TAREA PROPUESTA: Según el texto sobre la libertad de expresión, ¿en qué artículo de la Declaración Universal de Derechos Humanos se reconoce este derecho?

TEXTO DE LECTURA:
Profesor Titular de Filosofía del Derecho de la Universidad Rey Juan Carlos


Desde la incursión de las redes sociales en la vida cotidiana, la libertad de expresión como derecho fundamental ha pasado a estar en tela de juicio. Esta situación ha generado cierto grado de inseguridad y dificultad de comprensión, por parte de la ciudadanía, acerca de qué se puede y qué no hacer en Internet en base al ejercicio del derecho a la libertad de expresión. No han ayudado mucho la multitud de desmanes producidos en las redes sociales al socaire del anonimato o del respaldo de un número más o menos amplio de seguidores. Seguramente, varias de estas acciones poco prudentes, de mal gusto o con un malentendido espíritu crítico no suponen, necesariamente, ni un atentado contra derechos de terceros recogidos en textos constitucionales ni tampoco la comisión de hechos delictivos tipificados en códigos penales.

En el ámbito internacional, la libertad de expresión tiene su reconocimiento en el art. 19 de la Declaración Universal de Derechos Humanos (DUDH), en conexión con el 29.2 al recoger que las limitaciones establecidas por ley tendrán como finalidad “asegurar el reconocimiento y el respeto de los derechos y libertades de los demás, y de satisfacer las justas exigencias de la moral, del orden público y del bienestar general en una sociedad democrática”. En cambio, el art. 19.2 del Pacto Internacional de Derechos Civiles y Políticos señala que “toda persona tiene derecho a la libertad de expresión; este derecho comprende la libertad de buscar, recibir y difundir informaciones e ideas de toda índole, sin consideración de fronteras, ya sea oralmente, por escrito o en forma impresa o artística, o por cualquier otro procedimiento de su elección”. Su limitación debe ser fijada por ley y ser necesaria para “asegurar el respeto a los derechos o a la reputación de los demás” y para la “protección de la seguridad nacional, el orden público o la salud o la moral públicas”. En ambos textos impera, como regla general, el libre ejercicio de la libertad de expresión al ser este derecho fundamental uno de los pilares básicos sobre el que se asientan las democracias contemporáneas reales.

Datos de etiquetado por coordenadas
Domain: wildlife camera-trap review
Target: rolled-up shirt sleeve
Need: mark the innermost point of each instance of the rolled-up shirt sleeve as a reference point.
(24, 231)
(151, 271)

RESULTADO: En el artículo 19.